**Problem**.
Reproduce every one of the rows below word for word, but leave the pictures out of your output.

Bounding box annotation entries
━━━━

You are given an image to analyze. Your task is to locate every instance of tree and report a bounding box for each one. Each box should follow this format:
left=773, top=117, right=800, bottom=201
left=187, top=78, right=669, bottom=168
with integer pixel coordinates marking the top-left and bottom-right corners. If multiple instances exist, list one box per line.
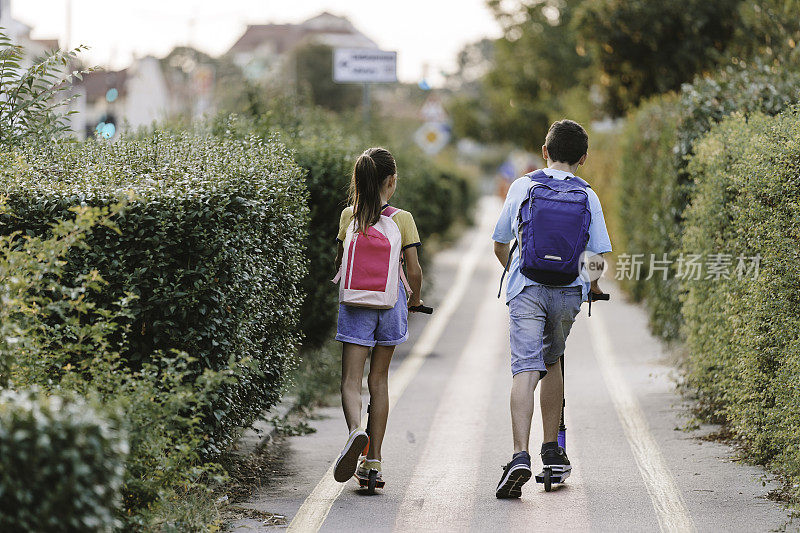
left=0, top=31, right=92, bottom=146
left=451, top=0, right=591, bottom=150
left=573, top=0, right=741, bottom=115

━━━━

**Solution for this task**.
You are given an image to analyze. Your task is to locate every instance of tree and report a bounding box for each one. Each box should follow this format:
left=773, top=117, right=800, bottom=201
left=187, top=78, right=669, bottom=168
with integer pixel coordinates marking the top-left and bottom-right corners. If multiple instances exist, list one box per line.
left=0, top=31, right=92, bottom=146
left=451, top=0, right=591, bottom=150
left=573, top=0, right=741, bottom=115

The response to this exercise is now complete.